**EXCERPTED TEXT:**
════════

Random Acts of Architecture

Tales of an architect trying to bring order to the chaos that is modern information technology.

Tag Archives: software-development

What makes a “good” software developer?

Good Software DeveloperSpend any with software developers and the question of whether a software developer is “good” has invariably arisen. Want to hire a new software developer? Want to promote someone to a lead developer position? Need someone to refactor or redevelop a piece of code? Need someone to work with a different team? You always want a “good” software developer. The challenge is “good” has many different meanings and few can be more specific. What does “good software developer” actually mean?

The first skill of a “good” software developer is delivery: writing code quickly with as few bugs as possible. Some software developers are faster than others, some create slightly more bugs than others but the balance should be there.

The second skill is product knowledge: knowing where to fix or improve something, the rationale for the current design and impacts of any change – often the hardest parts of software development. This includes the technical ecosystem (what products it integrates or interacts with and how).

This list excludes skills like communication and building a network of contacts. They are important but are not software development specific.

This list also excludes business knowledge because most software developer “business knowledge” is just product knowledge. Software developers with business knowledge exist and some product owners lack the business knowledge they should have. However, few software developers can step into a non-technical role and perform as well or better than someone hired specifically for the role.

Both delivery and product knowledge provide strong business value. However, does that mean the best software developers are those that have worked on the product the longest? Is “good” synonymous with “experience”?

Similarly, with little design up front, regular pivots, increased visibility and pressure to deliver, Agile practices tend to encourage finding the minimal effort to solve a given problem. The constant focus on delivery may dissuade developers from stepping out of their immediate task and learning how to improve themselves, their process and their team.

════════

**DIRECTION:** From the post on good software developers, pull out the stretch from "Tag Archives: software-development" through "should be there.", word for word.

**SUPPLIED MATERIAL:**
════════

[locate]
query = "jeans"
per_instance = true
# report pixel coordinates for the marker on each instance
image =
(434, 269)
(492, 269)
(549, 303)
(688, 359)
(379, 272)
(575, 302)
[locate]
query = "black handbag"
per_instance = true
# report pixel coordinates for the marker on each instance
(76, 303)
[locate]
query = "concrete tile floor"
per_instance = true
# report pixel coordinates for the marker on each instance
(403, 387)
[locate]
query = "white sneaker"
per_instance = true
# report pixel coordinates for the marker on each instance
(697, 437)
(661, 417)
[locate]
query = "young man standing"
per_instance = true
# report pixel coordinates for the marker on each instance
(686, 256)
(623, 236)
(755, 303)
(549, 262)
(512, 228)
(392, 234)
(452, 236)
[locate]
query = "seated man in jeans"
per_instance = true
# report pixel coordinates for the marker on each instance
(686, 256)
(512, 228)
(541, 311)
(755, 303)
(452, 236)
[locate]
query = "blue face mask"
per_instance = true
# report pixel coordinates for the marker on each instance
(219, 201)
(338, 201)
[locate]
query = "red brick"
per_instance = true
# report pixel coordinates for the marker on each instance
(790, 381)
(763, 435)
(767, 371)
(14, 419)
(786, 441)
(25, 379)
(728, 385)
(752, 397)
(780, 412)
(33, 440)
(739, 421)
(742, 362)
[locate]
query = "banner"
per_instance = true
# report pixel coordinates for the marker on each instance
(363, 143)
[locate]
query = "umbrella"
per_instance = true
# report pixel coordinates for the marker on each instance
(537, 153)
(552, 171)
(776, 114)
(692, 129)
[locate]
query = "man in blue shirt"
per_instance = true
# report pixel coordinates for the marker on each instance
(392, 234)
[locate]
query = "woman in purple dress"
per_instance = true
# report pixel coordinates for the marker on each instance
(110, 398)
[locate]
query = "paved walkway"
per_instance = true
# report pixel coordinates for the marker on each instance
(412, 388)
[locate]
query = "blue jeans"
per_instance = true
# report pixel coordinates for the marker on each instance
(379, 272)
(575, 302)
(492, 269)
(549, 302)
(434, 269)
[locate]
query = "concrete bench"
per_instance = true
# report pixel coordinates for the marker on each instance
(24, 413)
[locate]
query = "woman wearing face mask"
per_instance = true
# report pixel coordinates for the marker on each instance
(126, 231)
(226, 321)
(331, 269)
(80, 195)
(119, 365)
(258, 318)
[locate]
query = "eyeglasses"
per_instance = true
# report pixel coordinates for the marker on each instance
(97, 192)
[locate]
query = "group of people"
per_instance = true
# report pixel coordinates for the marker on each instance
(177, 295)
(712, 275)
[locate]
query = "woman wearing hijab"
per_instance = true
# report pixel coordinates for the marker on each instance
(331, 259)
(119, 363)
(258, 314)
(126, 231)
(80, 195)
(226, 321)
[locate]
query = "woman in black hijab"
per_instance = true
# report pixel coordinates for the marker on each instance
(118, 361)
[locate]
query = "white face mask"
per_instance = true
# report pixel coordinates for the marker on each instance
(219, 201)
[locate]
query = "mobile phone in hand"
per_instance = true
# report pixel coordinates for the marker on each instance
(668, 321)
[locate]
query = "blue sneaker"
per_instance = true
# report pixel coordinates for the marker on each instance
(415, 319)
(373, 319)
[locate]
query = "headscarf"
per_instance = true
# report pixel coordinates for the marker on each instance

════════

**ANSWER:**
Tag Archives: software-development

What makes a “good” software developer?

Good Software DeveloperSpend any with software developers and the question of whether a software developer is “good” has invariably arisen. Want to hire a new software developer? Want to promote someone to a lead developer position? Need someone to refactor or redevelop a piece of code? Need someone to work with a different team? You always want a “good” software developer. The challenge is “good” has many different meanings and few can be more specific. What does “good software developer” actually mean?

The first skill of a “good” software developer is delivery: writing code quickly with as few bugs as possible. Some software developers are faster than others, some create slightly more bugs than others but the balance should be there.